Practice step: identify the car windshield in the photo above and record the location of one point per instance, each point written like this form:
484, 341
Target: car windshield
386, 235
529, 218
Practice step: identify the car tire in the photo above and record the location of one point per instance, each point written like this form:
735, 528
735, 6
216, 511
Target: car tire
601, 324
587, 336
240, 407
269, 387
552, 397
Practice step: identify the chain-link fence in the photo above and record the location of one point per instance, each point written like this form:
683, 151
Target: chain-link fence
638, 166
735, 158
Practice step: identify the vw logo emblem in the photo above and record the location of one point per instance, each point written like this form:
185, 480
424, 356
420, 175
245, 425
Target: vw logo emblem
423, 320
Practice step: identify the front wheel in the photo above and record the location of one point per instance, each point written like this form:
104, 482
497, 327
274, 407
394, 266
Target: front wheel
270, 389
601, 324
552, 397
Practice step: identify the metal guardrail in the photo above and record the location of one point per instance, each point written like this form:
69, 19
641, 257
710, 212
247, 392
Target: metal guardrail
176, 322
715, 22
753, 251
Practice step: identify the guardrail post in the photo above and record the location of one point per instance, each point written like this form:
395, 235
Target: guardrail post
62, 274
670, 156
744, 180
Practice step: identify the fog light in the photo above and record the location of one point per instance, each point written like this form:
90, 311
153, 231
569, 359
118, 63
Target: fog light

Task brief |
Rewrite every item above as a numbered list, leaving out any blank lines.

Solution |
1. Practice step: identify the car windshield in the photo above and record the location of one point per instance, each point written like this form:
2. 484, 341
3. Target: car windshield
4. 386, 235
5. 529, 218
6. Practice step: identify the car tire in the photo above and record the location of one point per instance, each point written like this form:
7. 735, 528
8. 735, 6
9. 216, 511
10. Target: car tire
11. 601, 324
12. 587, 336
13. 240, 407
14. 269, 387
15. 552, 397
16. Practice step: identify the chain-link fence in the photo above and record the location of one point per instance, each point written like this form:
17. 683, 151
18. Target: chain-link fence
19. 638, 166
20. 735, 158
21. Practice step: identify the vw logo emblem in the photo above and record the location of one point per instance, each point written like this form:
22. 185, 480
23. 424, 356
24. 420, 175
25. 245, 425
26. Target: vw logo emblem
27. 423, 320
28. Practice step: identify the front wheel in the photo above and record the location of one point per instance, each point written like this form:
29. 104, 482
30. 497, 327
31. 274, 407
32. 394, 266
33. Target: front wheel
34. 270, 389
35. 601, 324
36. 552, 397
37. Practice step: identify the metal guardrail in the photo above and record the location of one point per instance, each point written like this form:
38. 69, 19
39. 641, 257
40. 710, 212
41. 247, 392
42. Target: metal guardrail
43. 176, 322
44. 715, 22
45. 753, 251
46. Practice step: identify the guardrail post in the photo above and record the location of one point per instance, each point written like this form:
47. 395, 235
48. Target: guardrail post
49. 62, 274
50. 670, 156
51. 744, 180
52. Practice step: identify the fog light in the photo above and record the location of one point per instance, each point written like this form:
53. 90, 311
54. 153, 231
55. 569, 359
56. 118, 63
57. Target: fog light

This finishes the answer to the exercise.